▶ Exercise instructions:
Exactly reproduce the line that contains "Would you mind indicating the 40" and all lines after it in the entries below, through the very last line.

▶ Record excerpts:
◇ ◇ ◇ ◇ ◇ ◇ ◇
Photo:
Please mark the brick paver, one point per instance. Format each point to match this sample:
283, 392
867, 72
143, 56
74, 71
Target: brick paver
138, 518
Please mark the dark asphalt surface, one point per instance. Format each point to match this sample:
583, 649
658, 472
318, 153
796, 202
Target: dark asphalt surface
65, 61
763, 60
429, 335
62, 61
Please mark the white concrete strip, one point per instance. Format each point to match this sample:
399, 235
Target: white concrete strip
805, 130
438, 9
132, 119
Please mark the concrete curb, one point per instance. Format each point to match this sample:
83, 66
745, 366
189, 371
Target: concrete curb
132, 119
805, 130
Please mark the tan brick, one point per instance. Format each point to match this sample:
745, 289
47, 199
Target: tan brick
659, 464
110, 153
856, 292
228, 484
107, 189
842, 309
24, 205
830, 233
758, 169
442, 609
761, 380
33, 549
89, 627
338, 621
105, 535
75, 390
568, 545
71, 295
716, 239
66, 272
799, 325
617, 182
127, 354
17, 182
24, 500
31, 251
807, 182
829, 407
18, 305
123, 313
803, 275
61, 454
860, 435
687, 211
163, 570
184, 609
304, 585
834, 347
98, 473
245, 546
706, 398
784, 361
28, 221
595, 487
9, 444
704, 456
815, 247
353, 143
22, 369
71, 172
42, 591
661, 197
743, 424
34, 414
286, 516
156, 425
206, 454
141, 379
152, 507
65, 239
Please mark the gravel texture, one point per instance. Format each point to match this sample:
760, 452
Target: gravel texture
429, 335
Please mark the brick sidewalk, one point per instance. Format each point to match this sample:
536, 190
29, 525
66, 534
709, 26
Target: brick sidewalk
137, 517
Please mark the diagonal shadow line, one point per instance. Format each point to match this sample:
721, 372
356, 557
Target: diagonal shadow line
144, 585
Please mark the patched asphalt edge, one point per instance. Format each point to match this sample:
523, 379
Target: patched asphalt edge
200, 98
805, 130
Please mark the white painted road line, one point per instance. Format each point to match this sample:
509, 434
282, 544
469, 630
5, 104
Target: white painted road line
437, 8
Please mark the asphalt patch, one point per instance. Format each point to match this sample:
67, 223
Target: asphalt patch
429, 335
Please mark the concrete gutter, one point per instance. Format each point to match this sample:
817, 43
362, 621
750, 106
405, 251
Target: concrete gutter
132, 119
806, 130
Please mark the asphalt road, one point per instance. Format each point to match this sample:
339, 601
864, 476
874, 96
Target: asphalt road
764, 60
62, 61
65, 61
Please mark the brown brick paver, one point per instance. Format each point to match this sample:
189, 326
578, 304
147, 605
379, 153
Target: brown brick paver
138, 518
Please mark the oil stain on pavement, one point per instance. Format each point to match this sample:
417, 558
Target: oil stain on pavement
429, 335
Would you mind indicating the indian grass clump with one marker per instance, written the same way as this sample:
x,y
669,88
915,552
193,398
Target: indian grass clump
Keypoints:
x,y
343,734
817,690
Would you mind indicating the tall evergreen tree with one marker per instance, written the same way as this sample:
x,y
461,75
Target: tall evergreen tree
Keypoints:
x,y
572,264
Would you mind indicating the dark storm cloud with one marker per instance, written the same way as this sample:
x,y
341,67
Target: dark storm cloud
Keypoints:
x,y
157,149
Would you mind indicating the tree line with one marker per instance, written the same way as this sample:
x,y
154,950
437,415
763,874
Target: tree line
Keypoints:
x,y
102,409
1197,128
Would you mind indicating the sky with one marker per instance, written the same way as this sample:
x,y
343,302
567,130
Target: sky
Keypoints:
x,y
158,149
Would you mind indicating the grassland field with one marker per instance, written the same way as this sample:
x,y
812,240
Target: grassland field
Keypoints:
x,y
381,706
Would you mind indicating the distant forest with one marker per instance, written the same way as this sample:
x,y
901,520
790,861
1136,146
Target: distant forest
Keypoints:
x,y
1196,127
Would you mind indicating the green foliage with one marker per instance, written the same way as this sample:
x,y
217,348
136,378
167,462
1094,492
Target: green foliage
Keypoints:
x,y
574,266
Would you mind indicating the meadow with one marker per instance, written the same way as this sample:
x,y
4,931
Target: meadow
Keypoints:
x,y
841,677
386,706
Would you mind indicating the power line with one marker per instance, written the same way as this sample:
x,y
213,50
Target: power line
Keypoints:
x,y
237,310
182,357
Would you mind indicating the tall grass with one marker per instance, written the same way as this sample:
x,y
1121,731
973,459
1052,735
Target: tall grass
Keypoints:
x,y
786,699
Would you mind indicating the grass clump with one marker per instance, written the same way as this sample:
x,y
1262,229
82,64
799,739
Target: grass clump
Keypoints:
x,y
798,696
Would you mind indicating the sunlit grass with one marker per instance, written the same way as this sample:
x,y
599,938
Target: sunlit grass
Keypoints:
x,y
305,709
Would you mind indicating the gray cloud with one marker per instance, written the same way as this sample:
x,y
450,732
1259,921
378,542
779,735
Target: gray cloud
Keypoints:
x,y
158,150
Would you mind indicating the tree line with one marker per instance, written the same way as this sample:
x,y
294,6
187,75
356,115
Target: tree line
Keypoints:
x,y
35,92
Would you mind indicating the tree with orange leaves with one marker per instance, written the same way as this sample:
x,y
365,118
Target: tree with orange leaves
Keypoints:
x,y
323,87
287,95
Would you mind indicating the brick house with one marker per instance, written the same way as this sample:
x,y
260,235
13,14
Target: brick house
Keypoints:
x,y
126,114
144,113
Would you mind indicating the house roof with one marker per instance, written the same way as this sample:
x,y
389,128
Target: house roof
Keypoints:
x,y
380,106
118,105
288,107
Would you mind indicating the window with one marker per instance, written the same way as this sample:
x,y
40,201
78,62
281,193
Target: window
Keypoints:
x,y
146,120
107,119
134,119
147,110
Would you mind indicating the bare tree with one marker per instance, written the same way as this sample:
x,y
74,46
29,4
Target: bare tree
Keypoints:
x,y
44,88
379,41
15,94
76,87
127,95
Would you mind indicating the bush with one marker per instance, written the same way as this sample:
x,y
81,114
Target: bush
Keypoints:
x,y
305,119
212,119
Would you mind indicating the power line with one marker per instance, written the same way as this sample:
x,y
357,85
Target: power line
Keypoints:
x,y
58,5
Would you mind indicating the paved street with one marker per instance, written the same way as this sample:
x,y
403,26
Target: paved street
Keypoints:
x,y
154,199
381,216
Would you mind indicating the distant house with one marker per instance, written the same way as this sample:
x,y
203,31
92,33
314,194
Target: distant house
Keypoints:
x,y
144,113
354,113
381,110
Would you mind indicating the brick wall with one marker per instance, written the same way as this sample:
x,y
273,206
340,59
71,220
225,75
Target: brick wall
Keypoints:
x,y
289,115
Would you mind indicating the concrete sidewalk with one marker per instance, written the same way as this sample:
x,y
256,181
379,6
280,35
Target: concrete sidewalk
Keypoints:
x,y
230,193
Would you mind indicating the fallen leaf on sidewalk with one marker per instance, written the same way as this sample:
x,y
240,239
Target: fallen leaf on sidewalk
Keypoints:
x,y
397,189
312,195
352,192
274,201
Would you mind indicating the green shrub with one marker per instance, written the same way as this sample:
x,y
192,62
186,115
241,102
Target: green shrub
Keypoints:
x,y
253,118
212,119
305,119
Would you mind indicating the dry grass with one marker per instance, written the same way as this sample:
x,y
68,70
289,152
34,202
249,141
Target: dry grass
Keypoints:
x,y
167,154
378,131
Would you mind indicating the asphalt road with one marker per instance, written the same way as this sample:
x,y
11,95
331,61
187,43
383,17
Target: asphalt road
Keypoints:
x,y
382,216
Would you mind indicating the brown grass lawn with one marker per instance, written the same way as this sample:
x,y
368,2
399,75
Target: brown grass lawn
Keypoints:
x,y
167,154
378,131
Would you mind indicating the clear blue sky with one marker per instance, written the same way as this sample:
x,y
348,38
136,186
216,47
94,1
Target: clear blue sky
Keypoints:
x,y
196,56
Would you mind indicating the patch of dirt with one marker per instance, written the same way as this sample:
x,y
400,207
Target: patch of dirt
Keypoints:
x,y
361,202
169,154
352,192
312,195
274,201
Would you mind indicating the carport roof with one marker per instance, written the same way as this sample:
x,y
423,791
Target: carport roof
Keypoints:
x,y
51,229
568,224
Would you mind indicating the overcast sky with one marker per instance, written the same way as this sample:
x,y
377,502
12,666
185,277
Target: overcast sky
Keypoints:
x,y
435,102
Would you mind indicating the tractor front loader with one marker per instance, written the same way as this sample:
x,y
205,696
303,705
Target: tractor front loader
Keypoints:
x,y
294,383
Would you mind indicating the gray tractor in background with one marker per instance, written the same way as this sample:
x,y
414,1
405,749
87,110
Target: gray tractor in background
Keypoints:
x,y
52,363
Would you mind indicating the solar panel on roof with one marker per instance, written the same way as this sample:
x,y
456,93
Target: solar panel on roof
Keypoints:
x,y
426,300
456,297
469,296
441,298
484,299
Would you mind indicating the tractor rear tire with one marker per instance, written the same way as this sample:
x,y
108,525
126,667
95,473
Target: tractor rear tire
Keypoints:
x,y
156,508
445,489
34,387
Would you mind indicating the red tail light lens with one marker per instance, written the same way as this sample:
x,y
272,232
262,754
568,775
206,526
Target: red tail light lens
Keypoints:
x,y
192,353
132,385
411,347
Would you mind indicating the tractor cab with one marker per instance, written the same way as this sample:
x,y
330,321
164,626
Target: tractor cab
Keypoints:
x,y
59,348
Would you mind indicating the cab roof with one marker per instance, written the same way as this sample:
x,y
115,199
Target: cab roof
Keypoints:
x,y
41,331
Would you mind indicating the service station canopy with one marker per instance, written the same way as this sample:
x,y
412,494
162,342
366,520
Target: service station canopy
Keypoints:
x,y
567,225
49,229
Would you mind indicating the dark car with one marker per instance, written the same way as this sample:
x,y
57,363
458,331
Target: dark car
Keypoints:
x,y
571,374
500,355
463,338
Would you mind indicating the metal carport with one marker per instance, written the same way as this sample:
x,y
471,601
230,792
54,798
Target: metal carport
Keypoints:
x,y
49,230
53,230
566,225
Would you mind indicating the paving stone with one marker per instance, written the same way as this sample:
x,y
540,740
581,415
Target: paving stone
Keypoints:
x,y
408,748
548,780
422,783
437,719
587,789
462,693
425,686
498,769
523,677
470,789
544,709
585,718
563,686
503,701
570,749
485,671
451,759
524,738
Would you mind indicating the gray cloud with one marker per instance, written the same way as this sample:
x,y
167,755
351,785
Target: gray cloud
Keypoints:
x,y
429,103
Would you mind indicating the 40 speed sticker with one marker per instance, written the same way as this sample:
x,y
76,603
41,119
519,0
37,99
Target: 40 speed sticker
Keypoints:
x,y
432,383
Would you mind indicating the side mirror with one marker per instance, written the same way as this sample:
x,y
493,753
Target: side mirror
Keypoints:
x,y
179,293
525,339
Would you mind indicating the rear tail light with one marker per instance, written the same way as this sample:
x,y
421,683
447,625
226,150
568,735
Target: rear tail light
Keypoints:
◇ ◇ ◇ ◇ ◇ ◇ ◇
▶ Answer to the task:
Would you mind indicating the 40 speed sticker with one marker per instance, written the same way as this sample:
x,y
76,603
41,119
519,0
37,99
Target: 40 speed sticker
Keypoints:
x,y
432,383
Would you mind indicating the side mirror with one marker per instance, written the same way as this sample:
x,y
493,753
Target: side mirror
Keypoints:
x,y
179,293
525,339
Would you mind indicating the rear tail light with one marker per instance, written the same way as this sample:
x,y
421,683
447,625
226,150
568,735
Target: rear tail light
Keypoints:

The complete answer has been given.